Records from a data source
═══
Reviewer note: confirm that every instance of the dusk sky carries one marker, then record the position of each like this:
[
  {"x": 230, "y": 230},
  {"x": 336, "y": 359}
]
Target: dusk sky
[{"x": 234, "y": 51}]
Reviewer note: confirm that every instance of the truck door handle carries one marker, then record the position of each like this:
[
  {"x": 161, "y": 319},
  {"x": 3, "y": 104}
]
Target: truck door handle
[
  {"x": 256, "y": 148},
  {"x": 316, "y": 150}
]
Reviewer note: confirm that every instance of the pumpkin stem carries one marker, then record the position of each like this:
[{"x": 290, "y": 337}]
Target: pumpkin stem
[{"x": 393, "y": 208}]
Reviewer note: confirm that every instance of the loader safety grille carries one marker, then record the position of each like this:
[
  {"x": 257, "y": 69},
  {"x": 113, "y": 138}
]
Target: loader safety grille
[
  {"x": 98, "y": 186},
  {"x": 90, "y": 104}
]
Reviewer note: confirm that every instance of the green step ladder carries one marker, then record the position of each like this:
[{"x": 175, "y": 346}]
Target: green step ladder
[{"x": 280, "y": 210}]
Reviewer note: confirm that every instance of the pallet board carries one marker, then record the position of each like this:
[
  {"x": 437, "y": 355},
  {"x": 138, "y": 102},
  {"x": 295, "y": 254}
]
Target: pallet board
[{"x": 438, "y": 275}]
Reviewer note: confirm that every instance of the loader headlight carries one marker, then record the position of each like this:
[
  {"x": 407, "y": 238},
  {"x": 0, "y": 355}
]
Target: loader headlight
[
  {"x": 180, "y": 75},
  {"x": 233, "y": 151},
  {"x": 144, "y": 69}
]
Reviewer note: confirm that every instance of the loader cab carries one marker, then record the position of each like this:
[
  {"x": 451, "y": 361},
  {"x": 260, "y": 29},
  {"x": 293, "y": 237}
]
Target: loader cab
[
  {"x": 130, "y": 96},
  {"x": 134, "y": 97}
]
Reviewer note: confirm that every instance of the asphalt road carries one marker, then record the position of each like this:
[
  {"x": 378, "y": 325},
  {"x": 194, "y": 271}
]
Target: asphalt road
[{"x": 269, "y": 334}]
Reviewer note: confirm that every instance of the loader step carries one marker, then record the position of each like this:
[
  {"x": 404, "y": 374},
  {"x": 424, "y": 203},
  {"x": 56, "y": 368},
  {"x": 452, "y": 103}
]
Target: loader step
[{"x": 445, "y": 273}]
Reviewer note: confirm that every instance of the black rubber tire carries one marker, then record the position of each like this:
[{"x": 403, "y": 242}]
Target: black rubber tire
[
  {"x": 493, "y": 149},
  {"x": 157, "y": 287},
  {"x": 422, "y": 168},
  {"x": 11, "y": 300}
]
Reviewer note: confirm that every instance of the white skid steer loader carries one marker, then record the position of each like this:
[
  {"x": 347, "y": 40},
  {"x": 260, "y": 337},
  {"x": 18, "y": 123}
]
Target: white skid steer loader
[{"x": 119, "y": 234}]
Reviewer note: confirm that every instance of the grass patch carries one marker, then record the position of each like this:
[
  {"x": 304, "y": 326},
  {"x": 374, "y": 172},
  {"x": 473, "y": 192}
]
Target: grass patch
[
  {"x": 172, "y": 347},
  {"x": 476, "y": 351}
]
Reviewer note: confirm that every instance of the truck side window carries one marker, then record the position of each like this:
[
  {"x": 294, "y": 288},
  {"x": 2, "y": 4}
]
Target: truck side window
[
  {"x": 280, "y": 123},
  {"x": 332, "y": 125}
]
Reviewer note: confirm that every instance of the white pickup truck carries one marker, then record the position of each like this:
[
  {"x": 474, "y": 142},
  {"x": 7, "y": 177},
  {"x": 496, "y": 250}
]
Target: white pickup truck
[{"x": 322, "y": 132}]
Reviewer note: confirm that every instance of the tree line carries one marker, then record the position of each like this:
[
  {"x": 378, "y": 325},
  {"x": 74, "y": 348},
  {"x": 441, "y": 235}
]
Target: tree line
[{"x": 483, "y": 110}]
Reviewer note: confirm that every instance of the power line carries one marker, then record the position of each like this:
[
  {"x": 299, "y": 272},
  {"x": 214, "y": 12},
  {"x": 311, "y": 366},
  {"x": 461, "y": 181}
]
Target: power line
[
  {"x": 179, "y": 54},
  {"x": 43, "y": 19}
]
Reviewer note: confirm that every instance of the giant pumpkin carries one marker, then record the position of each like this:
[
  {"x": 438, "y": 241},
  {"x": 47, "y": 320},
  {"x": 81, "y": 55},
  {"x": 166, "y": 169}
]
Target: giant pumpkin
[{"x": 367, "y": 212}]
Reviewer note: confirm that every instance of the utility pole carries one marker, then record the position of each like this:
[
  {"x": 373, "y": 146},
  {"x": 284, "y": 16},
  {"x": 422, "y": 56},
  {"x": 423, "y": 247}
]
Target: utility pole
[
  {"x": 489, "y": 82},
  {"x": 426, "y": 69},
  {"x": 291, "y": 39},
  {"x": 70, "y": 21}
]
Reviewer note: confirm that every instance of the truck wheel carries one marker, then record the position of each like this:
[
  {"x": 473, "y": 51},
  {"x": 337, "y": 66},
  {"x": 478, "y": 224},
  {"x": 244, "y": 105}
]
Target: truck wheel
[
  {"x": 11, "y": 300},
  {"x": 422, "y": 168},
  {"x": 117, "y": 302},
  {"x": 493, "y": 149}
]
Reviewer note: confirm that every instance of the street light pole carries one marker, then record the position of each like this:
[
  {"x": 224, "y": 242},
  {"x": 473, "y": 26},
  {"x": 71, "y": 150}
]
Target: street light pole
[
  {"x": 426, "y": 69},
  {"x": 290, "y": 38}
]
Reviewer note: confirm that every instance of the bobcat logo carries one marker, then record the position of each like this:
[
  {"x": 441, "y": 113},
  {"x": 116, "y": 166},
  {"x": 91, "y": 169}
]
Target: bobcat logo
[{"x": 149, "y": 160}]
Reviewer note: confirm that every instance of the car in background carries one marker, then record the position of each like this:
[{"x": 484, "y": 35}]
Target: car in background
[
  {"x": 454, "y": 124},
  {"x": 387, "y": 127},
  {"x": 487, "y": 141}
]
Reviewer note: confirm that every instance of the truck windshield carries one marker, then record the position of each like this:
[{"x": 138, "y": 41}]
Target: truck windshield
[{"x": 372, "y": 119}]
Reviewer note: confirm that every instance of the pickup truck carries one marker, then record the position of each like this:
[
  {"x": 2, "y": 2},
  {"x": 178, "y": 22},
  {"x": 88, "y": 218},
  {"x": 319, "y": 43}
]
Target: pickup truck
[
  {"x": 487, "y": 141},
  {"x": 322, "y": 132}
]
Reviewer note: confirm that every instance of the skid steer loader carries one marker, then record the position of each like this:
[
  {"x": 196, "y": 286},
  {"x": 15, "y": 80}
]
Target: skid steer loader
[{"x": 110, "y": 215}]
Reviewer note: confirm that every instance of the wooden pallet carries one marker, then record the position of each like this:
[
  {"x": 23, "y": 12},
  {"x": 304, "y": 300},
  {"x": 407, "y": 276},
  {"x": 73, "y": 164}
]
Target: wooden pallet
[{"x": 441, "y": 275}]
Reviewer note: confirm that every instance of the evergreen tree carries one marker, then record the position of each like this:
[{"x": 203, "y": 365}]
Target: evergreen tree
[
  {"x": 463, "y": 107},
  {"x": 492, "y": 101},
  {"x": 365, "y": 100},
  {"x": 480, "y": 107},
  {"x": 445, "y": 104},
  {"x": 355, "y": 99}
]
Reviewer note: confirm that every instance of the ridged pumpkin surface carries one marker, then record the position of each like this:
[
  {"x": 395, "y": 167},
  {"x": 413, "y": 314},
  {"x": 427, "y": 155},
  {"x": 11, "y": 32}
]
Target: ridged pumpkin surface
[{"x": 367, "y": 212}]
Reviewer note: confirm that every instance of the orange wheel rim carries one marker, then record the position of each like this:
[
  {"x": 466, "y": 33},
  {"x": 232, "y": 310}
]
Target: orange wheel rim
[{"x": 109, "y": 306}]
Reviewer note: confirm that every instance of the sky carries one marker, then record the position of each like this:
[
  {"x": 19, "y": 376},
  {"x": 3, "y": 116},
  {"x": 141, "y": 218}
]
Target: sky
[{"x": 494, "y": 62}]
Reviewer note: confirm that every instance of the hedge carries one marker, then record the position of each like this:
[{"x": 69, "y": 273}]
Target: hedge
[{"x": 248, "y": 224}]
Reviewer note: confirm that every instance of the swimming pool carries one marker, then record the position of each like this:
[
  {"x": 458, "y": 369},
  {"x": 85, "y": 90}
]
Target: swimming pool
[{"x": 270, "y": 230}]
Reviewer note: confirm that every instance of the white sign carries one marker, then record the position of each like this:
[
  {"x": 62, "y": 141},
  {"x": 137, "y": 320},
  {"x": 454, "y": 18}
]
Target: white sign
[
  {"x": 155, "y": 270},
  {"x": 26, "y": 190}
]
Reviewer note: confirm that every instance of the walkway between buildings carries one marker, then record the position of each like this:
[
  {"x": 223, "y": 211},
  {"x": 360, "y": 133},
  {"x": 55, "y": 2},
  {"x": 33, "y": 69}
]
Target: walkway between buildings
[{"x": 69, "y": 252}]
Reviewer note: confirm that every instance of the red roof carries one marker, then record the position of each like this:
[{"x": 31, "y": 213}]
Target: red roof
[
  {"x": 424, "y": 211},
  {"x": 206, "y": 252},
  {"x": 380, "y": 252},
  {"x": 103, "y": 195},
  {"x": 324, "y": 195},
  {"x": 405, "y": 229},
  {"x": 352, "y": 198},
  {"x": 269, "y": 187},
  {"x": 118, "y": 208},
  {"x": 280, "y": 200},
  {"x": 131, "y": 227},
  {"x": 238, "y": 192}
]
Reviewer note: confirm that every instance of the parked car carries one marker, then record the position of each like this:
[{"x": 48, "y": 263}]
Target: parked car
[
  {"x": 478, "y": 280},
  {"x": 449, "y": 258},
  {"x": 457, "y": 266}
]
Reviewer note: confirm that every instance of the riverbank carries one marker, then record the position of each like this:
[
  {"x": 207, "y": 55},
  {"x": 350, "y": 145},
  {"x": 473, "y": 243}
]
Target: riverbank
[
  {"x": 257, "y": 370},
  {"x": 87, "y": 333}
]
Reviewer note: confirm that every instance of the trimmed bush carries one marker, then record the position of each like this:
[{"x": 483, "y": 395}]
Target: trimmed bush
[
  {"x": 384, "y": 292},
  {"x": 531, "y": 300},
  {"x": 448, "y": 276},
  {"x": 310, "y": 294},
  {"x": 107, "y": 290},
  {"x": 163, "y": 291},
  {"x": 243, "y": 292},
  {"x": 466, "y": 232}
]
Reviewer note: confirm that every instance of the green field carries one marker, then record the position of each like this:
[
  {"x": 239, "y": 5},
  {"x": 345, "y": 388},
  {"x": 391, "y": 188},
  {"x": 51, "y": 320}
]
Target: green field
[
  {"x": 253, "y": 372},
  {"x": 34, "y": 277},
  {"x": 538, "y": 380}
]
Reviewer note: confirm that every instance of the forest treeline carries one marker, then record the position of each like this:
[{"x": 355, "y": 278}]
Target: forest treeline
═══
■ TO BE DONE
Output an exact copy of the lines beginning at the one that holds "Reviewer note: confirm that every instance of the trimmed" and running through the final line of the records.

■ OUTPUT
Reviewer note: confirm that every instance of the trimmed bush carries one marker, then record the position of each like this:
[{"x": 483, "y": 395}]
Target: trimmed bush
[
  {"x": 384, "y": 292},
  {"x": 531, "y": 300},
  {"x": 448, "y": 276},
  {"x": 310, "y": 294},
  {"x": 107, "y": 290},
  {"x": 163, "y": 291},
  {"x": 243, "y": 292},
  {"x": 466, "y": 232}
]
Reviewer note: confirm that every instance of the green field carries one marker, then record the position of each like this:
[
  {"x": 239, "y": 5},
  {"x": 345, "y": 388},
  {"x": 391, "y": 188},
  {"x": 51, "y": 320}
]
Target: green field
[
  {"x": 253, "y": 372},
  {"x": 34, "y": 277},
  {"x": 538, "y": 380}
]
Reviewer note: confirm that every instance of the forest treeline carries one marker, then record the position of each like this:
[{"x": 355, "y": 278}]
Target: forest treeline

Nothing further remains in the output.